-- RECORDS TO USE follows --

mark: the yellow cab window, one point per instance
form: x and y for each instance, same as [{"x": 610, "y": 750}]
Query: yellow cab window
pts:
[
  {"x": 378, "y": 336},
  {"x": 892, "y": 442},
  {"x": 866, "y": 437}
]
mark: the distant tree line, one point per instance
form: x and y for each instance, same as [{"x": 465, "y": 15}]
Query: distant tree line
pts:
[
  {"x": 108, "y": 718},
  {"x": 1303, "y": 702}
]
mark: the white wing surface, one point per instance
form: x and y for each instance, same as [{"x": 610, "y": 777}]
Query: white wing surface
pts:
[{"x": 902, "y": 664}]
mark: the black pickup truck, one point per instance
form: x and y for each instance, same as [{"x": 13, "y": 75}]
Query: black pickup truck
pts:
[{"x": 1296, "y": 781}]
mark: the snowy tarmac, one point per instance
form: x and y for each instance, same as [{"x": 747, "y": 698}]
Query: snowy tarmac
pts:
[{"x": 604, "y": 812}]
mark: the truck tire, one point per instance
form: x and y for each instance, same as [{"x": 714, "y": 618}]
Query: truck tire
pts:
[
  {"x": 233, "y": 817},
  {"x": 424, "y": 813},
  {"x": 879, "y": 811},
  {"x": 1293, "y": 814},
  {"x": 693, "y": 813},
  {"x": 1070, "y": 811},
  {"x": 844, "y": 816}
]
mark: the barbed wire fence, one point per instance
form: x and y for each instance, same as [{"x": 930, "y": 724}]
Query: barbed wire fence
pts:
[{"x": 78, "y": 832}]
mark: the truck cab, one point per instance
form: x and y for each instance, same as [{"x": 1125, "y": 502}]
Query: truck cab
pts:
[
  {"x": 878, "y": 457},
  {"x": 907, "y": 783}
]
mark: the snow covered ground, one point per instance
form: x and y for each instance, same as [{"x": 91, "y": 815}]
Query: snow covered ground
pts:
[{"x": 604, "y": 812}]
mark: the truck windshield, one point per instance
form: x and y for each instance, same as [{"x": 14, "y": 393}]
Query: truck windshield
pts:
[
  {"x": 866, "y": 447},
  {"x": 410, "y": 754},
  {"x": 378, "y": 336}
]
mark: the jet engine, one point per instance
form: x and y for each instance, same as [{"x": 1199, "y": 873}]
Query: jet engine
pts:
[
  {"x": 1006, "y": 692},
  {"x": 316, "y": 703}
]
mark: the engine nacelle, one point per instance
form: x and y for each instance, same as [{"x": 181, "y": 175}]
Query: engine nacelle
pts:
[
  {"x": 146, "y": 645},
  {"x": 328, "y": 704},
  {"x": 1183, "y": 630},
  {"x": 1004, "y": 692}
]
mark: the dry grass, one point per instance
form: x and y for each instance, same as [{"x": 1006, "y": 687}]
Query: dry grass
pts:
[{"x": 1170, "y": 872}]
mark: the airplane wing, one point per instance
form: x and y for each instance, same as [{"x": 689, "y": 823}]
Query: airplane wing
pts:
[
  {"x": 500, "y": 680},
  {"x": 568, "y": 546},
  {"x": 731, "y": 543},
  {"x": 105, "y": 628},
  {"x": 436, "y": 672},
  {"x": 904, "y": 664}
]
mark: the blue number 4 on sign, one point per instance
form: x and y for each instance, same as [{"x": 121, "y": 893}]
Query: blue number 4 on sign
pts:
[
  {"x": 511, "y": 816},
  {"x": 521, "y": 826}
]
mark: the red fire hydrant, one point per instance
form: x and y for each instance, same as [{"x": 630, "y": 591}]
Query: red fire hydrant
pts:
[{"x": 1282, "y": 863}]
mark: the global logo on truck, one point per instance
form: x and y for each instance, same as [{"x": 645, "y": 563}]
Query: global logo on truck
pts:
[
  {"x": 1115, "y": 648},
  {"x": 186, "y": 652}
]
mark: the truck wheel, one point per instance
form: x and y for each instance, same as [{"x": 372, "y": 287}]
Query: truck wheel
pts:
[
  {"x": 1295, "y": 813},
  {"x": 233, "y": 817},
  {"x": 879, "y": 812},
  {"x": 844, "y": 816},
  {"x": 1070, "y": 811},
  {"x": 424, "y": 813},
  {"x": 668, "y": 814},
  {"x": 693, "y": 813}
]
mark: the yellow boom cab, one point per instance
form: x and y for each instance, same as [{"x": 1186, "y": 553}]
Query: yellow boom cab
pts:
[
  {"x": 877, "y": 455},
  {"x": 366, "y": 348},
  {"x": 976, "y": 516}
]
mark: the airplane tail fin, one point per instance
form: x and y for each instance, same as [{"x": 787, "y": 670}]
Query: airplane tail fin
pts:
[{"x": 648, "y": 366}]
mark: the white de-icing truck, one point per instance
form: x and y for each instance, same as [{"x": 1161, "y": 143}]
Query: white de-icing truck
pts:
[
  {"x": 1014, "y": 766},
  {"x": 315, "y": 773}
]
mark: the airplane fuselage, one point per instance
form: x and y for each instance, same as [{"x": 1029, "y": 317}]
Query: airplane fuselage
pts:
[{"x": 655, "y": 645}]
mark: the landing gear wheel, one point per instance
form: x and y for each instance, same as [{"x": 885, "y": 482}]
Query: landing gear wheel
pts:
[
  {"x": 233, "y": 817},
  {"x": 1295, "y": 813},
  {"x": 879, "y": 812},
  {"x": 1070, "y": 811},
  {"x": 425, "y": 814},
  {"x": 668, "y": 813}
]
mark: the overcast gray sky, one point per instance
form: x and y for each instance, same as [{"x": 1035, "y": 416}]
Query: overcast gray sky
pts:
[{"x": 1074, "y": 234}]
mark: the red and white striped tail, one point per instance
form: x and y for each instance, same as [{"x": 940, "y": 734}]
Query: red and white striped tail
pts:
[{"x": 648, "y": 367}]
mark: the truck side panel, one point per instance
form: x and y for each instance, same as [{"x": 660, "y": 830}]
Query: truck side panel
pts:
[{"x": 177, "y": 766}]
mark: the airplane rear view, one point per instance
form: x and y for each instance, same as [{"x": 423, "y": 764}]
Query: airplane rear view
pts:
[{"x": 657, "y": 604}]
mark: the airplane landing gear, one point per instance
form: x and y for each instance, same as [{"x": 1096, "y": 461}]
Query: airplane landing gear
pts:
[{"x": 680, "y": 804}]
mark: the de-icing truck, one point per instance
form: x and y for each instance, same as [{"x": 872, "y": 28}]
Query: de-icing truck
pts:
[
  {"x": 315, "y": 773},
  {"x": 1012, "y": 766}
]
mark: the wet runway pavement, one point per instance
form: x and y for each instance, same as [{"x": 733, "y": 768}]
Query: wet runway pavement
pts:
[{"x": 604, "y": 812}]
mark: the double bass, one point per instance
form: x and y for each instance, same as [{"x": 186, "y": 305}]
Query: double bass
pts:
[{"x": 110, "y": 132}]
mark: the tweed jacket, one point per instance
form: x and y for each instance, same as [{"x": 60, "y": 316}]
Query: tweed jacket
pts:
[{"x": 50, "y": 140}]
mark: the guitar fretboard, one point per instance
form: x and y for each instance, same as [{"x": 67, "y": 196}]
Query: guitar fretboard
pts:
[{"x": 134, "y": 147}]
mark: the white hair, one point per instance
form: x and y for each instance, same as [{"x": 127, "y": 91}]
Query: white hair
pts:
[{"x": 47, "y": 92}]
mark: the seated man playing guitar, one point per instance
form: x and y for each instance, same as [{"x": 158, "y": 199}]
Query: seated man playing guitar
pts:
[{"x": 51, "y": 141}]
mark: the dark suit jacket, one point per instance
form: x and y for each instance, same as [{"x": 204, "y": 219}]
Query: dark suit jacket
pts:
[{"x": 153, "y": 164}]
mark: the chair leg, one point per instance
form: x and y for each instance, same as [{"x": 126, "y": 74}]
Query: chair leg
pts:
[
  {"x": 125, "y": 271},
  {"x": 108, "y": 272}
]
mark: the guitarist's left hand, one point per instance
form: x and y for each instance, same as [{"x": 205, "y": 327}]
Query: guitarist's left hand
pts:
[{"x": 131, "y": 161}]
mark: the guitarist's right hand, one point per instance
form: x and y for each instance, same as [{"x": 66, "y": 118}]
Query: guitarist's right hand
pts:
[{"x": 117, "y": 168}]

-- RECORDS TO USE concluded --

▸ **TO DO**
In the entries above, find the line with "Query: truck cab" and the line with "Query: jet engine", then set down exactly those two and every line between them, nothing else.

▸ **FINISHED EXERCISE**
Query: truck cab
pts:
[
  {"x": 878, "y": 457},
  {"x": 907, "y": 783}
]
mark: the snow covered ground, one point per instance
form: x and y for each instance, same as [{"x": 91, "y": 815}]
Query: snow covered ground
pts:
[{"x": 604, "y": 812}]
mark: the truck windshield, one point per instance
form: x and y for each instance, same as [{"x": 14, "y": 393}]
Query: truck windshield
pts:
[
  {"x": 866, "y": 447},
  {"x": 410, "y": 754},
  {"x": 378, "y": 336}
]
mark: the jet engine, one point per instance
form: x and y for each instance, same as [{"x": 1199, "y": 873}]
Query: jet engine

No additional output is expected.